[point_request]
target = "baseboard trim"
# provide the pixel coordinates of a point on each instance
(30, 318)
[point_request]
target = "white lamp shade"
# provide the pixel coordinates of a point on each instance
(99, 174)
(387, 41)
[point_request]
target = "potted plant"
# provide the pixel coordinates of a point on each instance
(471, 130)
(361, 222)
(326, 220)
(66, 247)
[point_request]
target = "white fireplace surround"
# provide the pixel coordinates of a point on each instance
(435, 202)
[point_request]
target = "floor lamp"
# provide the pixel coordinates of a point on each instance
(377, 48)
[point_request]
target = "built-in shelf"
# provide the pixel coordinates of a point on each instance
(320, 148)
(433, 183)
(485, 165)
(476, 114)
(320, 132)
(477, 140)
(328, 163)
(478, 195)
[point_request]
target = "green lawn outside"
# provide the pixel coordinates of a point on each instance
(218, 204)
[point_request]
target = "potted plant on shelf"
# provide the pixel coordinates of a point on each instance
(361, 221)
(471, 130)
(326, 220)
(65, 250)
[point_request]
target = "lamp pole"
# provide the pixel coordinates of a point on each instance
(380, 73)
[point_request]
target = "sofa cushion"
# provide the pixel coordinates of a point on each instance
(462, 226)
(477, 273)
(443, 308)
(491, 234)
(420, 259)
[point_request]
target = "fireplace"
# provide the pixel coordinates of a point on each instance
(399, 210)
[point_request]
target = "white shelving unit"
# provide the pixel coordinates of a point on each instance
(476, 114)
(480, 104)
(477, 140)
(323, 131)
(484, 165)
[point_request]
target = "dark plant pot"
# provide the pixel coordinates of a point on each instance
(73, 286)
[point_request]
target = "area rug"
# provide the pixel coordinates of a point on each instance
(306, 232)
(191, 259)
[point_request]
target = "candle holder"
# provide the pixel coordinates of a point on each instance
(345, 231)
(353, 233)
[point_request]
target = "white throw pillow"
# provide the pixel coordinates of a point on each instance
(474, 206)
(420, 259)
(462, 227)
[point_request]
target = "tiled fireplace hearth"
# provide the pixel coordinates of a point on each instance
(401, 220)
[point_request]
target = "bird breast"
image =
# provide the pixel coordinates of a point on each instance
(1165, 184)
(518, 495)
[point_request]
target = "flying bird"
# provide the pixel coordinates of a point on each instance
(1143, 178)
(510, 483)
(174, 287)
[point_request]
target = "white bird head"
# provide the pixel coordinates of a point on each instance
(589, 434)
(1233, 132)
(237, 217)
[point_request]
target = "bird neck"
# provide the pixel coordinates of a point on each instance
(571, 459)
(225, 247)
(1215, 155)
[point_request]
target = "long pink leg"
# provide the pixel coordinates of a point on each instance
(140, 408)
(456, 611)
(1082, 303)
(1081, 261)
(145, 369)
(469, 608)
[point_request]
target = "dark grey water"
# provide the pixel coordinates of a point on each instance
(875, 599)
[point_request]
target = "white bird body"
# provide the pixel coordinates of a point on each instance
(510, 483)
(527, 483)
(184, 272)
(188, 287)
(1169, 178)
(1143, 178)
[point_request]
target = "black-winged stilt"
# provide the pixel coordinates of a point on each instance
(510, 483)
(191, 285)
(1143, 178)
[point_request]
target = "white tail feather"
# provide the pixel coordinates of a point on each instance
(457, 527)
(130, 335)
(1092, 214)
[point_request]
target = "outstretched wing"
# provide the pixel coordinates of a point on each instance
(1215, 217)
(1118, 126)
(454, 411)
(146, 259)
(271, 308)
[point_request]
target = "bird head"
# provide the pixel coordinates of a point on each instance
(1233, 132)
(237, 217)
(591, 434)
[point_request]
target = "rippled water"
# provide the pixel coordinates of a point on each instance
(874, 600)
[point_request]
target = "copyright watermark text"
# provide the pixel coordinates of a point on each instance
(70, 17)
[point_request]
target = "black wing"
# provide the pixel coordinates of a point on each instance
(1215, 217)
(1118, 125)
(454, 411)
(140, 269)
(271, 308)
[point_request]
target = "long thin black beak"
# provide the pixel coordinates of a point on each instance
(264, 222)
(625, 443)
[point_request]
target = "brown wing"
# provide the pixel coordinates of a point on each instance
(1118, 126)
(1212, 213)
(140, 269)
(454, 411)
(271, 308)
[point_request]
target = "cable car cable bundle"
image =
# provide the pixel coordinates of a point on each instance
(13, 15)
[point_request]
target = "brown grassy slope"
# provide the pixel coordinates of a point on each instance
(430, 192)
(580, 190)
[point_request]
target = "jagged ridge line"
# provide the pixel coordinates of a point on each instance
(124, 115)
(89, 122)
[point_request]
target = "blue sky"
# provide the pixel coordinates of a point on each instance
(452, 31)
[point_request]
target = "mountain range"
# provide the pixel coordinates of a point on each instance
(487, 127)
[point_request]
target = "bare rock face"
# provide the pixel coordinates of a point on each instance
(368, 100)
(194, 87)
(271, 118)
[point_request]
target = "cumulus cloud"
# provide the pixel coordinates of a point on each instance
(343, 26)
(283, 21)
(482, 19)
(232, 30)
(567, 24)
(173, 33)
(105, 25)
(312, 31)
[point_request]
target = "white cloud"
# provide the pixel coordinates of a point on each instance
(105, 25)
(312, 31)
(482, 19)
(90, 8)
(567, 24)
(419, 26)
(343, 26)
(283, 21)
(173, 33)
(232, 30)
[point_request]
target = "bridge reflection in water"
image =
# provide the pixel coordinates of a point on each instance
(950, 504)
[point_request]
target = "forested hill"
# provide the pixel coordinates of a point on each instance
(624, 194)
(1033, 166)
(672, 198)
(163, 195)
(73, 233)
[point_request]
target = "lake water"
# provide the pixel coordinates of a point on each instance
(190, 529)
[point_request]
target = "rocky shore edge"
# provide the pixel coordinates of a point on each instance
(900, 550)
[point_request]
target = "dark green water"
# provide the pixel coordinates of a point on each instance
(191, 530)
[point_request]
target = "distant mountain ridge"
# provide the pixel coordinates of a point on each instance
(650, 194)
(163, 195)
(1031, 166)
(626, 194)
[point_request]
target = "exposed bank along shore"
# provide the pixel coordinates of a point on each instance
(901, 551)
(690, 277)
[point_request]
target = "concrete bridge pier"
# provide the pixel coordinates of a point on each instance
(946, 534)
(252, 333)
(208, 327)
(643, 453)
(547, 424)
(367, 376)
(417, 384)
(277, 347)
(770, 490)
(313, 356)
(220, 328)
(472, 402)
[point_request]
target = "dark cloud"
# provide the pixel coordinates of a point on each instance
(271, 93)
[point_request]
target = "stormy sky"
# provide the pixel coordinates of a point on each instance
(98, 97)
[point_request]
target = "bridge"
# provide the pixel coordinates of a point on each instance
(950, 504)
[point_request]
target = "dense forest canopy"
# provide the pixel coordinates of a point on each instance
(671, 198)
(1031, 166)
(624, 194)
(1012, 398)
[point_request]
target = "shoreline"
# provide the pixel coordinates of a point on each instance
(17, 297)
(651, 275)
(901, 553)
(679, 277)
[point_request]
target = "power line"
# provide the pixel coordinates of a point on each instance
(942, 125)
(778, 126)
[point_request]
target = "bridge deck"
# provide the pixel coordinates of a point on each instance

STATED EXERCISE:
Quote every record above exactly.

SOLUTION FOR THIS TASK:
[point_request]
target = "baseboard trim"
# provide the pixel coordinates of a point on each instance
(30, 318)
[point_request]
target = "white lamp shade"
# provide the pixel coordinates of a point on each instance
(99, 174)
(387, 41)
[point_request]
target = "potted plant"
# provide the pixel coordinates of a point on each instance
(471, 130)
(361, 222)
(326, 220)
(66, 247)
[point_request]
target = "white fireplace surround"
# provide the pixel coordinates of a point on each instance
(435, 202)
[point_request]
target = "floor lamp"
# provide the pixel coordinates of a point on each instance
(377, 48)
[point_request]
target = "built-in shelf"
# provide the pixel coordinates of a point on each instance
(320, 148)
(433, 183)
(485, 165)
(476, 114)
(320, 132)
(477, 140)
(328, 163)
(478, 195)
[point_request]
target = "green lawn outside"
# provide the pixel coordinates of a point on each instance
(218, 204)
[point_request]
target = "potted plant on shelf"
# provide the pixel coordinates of a point on each instance
(361, 221)
(471, 130)
(326, 220)
(65, 250)
[point_request]
target = "lamp pole"
# provide the pixel coordinates of a point on each instance
(380, 73)
[point_request]
target = "sofa cushion"
# provide the pixel coordinates of a point on each instance
(462, 226)
(477, 273)
(443, 308)
(491, 234)
(420, 259)
[point_request]
target = "fireplace"
# provide the pixel coordinates of a point on each instance
(399, 210)
[point_request]
target = "white shelving unit"
# provide the pixel coordinates of a point on each instance
(476, 114)
(480, 104)
(477, 140)
(323, 131)
(484, 165)
[point_request]
target = "dark plant pot"
# provide the pixel coordinates of a point on each instance
(73, 286)
[point_request]
target = "area rug"
# provide the pixel coordinates of a point on each instance
(306, 232)
(191, 259)
[point_request]
target = "candle holder"
# provide the pixel coordinates of a point on each instance
(345, 231)
(353, 233)
[point_request]
target = "white throw pillow"
# provide the pixel coordinates of a point on each instance
(474, 206)
(420, 259)
(462, 227)
[point_request]
target = "tiled fireplace hearth"
# provide the pixel coordinates of a point on each instance
(401, 220)
[point_request]
target = "bird breast"
image =
# provide the pixel coordinates of a point on each instance
(1165, 184)
(518, 495)
[point_request]
target = "flying bird"
# provide the pixel coordinates of a point on each instance
(1143, 178)
(510, 483)
(174, 287)
[point_request]
target = "white bird head"
# provide the pixel coordinates of a point on each instance
(589, 434)
(1233, 132)
(237, 217)
[point_request]
target = "bird neck"
# provide the pixel coordinates of a point on each instance
(571, 459)
(225, 247)
(1215, 155)
[point_request]
target = "long pink leg"
# provide the pixel coordinates of a point on each instance
(140, 408)
(456, 611)
(1082, 303)
(1081, 261)
(145, 369)
(469, 608)
[point_request]
target = "dark grey water"
# provide the pixel coordinates of a point on each instance
(875, 599)
[point_request]
target = "white bird body"
# provide the pixel coordinates of a point on each instance
(510, 483)
(527, 483)
(184, 272)
(188, 287)
(1169, 178)
(1143, 178)
[point_request]
target = "black-winged stilt"
# provide the pixel coordinates of a point on each instance
(510, 483)
(191, 285)
(1143, 178)
[point_request]
target = "white tail feather"
# provide the pixel coordinates of a point on each instance
(457, 527)
(130, 335)
(1092, 214)
[point_request]
target = "outstretched wing"
# provide the pixel coordinates of a point on each instance
(1215, 217)
(1118, 126)
(454, 411)
(146, 259)
(271, 308)
[point_request]
target = "bird head"
# provide the pixel coordinates of a point on each instance
(1233, 132)
(237, 217)
(591, 434)
[point_request]
target = "rippled water"
# provide the pixel coordinates of a point on each instance
(874, 600)
[point_request]
target = "copyright watermark text"
# provide the pixel coordinates of a point on each instance
(70, 17)
[point_request]
target = "black wing"
# provide the pixel coordinates of a point on each instance
(1215, 217)
(1118, 125)
(454, 411)
(140, 269)
(271, 308)
[point_request]
target = "long thin black beak"
# provide the pixel coordinates of a point on each instance
(264, 222)
(625, 443)
[point_request]
target = "brown wing"
# provide the pixel coordinates of a point on each instance
(1118, 126)
(1212, 213)
(140, 269)
(454, 411)
(271, 308)
[point_request]
target = "cable car cable bundle"
image =
# provide the pixel coordinates of a point on each instance
(13, 15)
[point_request]
target = "brown grassy slope"
# provide the pixel coordinates of a point on each instance
(430, 192)
(580, 190)
[point_request]
target = "jagged ridge line"
# provide the pixel coordinates of a point on each instance
(124, 115)
(89, 122)
[point_request]
target = "blue sky"
# provide the pixel coordinates of a point on each instance
(452, 31)
[point_request]
target = "mountain range"
# provide the pixel coordinates of a point on each instance
(487, 127)
[point_request]
target = "bare rock face"
# provide the pixel coordinates of a point on each instance
(368, 100)
(194, 87)
(271, 118)
[point_request]
target = "cumulus cloud"
# provide the pixel coordinates of a point on each instance
(343, 26)
(283, 21)
(482, 19)
(232, 30)
(567, 24)
(173, 33)
(105, 25)
(312, 31)
[point_request]
target = "white cloud"
# provide the pixel coordinates of a point on each instance
(105, 25)
(312, 31)
(482, 19)
(90, 8)
(567, 24)
(419, 26)
(343, 26)
(283, 21)
(173, 33)
(232, 30)
[point_request]
target = "bridge reflection in water"
image =
# provide the pixel coordinates of a point on each instance
(950, 504)
[point_request]
target = "forested hill"
# provide the pixel coordinates of a point on each instance
(624, 194)
(1033, 166)
(672, 198)
(163, 195)
(73, 233)
[point_request]
target = "lake water"
# provide the pixel coordinates of a point on each instance
(190, 529)
[point_request]
target = "rocky shore edge"
# provide the pixel coordinates of a point on each instance
(900, 550)
[point_request]
target = "dark green water"
# provide the pixel coordinates of a point on each instance
(191, 530)
[point_request]
target = "distant mountain ridge"
# provide the pixel coordinates of a point on each instance
(650, 194)
(163, 195)
(1031, 166)
(626, 194)
[point_request]
target = "exposed bank along shore"
# provide the pixel coordinates of a point on each instance
(901, 551)
(690, 277)
[point_request]
target = "concrete bridge pier"
# provide the pixel coordinates of a point on each instance
(946, 534)
(252, 333)
(208, 327)
(643, 453)
(547, 424)
(367, 376)
(417, 384)
(277, 347)
(770, 490)
(313, 356)
(220, 328)
(472, 402)
[point_request]
target = "dark cloud"
# provide the pixel coordinates of a point on each instance
(271, 93)
[point_request]
target = "stormy sky"
# provide the pixel coordinates of a point on each instance
(98, 97)
[point_request]
target = "bridge"
# provide the pixel coordinates of a point on each instance
(950, 504)
[point_request]
target = "dense forest canopy"
# provide the pixel coordinates of a point on each instance
(671, 198)
(1031, 166)
(624, 194)
(1012, 398)
[point_request]
target = "shoreline"
# provide the pixel coordinates of a point on each instance
(17, 297)
(651, 275)
(901, 553)
(679, 277)
[point_request]
target = "power line"
# provide the pixel coordinates of a point on each instance
(942, 125)
(778, 126)
[point_request]
target = "bridge deck"
# provide the pixel coordinates of a point on each instance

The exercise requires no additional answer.